------ Exercise data ------
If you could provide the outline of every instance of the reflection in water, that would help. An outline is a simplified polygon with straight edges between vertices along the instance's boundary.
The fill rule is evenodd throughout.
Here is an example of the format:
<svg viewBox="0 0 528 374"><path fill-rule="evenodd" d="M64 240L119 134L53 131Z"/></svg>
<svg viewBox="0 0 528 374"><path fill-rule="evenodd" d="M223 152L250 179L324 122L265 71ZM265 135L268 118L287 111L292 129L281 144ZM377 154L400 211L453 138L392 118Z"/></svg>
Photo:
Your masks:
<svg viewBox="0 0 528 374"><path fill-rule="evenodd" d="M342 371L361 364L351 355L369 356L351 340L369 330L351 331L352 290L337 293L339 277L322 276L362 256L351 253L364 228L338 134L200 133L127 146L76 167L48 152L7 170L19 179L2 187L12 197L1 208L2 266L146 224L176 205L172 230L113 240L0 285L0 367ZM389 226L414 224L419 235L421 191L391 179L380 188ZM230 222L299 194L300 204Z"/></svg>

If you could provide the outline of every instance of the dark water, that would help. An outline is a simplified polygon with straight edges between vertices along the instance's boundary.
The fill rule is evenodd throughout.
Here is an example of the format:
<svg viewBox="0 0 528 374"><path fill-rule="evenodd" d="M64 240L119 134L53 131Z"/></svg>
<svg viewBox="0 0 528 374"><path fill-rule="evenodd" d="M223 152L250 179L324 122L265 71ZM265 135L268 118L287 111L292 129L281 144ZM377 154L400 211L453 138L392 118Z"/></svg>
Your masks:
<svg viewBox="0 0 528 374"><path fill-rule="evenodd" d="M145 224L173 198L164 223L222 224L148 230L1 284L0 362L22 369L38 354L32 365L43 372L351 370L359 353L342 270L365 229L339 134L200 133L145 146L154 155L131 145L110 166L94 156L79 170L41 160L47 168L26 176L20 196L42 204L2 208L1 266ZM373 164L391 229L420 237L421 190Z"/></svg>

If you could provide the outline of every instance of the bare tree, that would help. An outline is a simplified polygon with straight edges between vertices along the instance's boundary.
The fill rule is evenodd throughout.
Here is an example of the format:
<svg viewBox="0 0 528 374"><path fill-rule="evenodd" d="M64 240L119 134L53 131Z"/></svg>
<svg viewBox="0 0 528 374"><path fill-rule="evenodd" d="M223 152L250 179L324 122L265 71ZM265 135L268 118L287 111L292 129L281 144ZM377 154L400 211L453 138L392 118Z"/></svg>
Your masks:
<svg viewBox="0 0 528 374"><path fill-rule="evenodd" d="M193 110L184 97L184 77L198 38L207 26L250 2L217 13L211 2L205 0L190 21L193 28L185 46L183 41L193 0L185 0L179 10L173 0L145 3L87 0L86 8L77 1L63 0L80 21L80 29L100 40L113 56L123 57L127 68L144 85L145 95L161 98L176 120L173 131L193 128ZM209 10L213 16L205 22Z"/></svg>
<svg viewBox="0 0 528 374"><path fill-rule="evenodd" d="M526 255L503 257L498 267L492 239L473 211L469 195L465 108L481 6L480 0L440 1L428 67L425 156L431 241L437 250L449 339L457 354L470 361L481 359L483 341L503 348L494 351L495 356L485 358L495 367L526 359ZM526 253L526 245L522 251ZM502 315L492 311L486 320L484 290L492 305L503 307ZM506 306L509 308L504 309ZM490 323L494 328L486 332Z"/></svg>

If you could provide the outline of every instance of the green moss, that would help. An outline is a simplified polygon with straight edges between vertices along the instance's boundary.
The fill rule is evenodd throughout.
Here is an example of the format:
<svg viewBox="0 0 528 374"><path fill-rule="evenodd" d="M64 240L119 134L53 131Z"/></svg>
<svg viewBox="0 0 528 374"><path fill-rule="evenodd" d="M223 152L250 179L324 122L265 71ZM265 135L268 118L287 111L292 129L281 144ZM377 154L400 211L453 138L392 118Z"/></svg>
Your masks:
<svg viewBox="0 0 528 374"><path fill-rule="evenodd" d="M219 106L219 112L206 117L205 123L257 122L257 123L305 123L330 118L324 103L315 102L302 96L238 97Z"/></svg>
------
------ Exercise data ------
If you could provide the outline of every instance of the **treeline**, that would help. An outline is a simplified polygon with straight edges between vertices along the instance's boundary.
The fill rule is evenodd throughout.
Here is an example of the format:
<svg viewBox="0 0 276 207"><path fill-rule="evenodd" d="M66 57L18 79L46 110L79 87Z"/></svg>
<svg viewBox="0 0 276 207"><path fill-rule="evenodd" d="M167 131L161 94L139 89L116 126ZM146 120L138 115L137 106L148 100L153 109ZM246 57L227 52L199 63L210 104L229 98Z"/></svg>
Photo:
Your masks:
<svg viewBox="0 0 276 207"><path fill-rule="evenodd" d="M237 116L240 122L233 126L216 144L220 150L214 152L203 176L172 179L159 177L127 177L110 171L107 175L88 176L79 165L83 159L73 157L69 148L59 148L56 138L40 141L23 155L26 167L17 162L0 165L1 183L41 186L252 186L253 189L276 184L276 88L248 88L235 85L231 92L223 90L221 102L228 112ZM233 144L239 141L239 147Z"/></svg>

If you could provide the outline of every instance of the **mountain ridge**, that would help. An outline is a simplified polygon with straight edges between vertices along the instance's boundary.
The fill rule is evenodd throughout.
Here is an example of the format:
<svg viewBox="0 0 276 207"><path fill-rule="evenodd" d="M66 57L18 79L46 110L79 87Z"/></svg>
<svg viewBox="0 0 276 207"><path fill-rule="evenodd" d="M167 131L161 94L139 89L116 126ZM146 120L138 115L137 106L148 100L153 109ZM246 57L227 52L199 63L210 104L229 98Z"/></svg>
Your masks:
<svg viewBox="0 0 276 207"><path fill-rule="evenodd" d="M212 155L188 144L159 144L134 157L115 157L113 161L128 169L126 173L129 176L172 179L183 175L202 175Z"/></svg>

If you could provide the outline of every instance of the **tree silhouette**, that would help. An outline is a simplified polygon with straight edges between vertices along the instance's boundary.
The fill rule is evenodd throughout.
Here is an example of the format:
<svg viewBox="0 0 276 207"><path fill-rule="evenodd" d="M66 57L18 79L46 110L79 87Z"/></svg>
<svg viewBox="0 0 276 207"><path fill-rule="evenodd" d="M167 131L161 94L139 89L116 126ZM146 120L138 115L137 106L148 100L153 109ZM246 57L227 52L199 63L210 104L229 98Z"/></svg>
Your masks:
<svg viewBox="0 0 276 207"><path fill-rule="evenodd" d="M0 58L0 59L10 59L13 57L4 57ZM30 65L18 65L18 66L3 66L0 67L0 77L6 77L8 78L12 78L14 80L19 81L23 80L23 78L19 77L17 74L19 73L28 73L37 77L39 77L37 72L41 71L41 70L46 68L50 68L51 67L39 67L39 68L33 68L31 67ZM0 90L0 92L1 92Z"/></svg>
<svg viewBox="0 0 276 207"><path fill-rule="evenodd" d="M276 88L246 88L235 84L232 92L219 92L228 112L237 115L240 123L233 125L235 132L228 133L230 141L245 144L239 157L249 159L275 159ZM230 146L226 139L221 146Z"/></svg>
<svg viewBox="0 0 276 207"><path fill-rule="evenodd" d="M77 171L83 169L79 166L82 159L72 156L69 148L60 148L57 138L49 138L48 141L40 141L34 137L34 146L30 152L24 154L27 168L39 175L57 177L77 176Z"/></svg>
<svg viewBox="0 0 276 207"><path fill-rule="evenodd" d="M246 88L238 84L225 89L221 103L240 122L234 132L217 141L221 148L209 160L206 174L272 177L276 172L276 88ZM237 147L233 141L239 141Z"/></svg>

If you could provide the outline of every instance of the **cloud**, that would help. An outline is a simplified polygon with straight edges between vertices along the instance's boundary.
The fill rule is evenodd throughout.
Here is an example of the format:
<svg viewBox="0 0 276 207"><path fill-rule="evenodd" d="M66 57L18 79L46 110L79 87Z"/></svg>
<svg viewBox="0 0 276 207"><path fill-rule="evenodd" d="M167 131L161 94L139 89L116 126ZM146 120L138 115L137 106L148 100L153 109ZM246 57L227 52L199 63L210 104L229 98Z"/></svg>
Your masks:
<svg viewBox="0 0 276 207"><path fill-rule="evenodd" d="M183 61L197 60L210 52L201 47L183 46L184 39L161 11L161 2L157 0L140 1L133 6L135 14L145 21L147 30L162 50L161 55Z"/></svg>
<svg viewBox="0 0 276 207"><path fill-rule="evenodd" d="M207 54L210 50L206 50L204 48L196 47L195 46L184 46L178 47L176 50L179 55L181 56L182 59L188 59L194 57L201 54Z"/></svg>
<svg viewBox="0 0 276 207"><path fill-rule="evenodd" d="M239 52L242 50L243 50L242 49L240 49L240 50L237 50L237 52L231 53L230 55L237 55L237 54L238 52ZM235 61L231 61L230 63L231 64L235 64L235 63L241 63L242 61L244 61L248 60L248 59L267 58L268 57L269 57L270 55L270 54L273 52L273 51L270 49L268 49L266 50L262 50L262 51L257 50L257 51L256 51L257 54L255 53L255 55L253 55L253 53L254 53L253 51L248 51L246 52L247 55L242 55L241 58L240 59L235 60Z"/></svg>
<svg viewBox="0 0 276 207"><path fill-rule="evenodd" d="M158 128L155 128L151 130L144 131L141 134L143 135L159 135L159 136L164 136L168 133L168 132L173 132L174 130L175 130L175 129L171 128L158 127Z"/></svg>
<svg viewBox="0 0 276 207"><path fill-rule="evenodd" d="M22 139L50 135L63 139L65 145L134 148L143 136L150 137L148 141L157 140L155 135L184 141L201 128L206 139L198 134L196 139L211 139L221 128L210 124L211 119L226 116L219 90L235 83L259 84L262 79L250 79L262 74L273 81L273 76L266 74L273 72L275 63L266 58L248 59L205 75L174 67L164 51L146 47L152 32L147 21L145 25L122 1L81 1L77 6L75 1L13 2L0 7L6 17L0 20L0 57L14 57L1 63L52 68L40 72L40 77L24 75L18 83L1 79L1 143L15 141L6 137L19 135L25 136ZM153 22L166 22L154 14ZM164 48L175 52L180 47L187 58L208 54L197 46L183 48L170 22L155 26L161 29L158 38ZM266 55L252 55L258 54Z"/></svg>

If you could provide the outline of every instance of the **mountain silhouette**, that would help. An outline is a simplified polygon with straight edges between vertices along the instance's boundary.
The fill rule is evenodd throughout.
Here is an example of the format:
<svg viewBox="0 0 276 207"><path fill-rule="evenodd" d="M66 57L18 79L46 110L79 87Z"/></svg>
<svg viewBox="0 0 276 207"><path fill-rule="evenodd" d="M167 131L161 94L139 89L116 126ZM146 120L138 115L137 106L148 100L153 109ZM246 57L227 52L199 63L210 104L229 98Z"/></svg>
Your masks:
------
- **Stated problem**: Which lines in the material above contain the string "mountain"? Copy each one in full, and count a match only when the letter case is identical.

- **Output for this task**:
If you could provide the outline of every instance of the **mountain ridge**, that would help. An outline is a simplified polygon with straight edges between vertices along the instance's boundary.
If you could provide the outline of every instance of the **mountain silhouette**, that would help. An outline is a simplified polygon with straight edges between vertices along the instance's boundary.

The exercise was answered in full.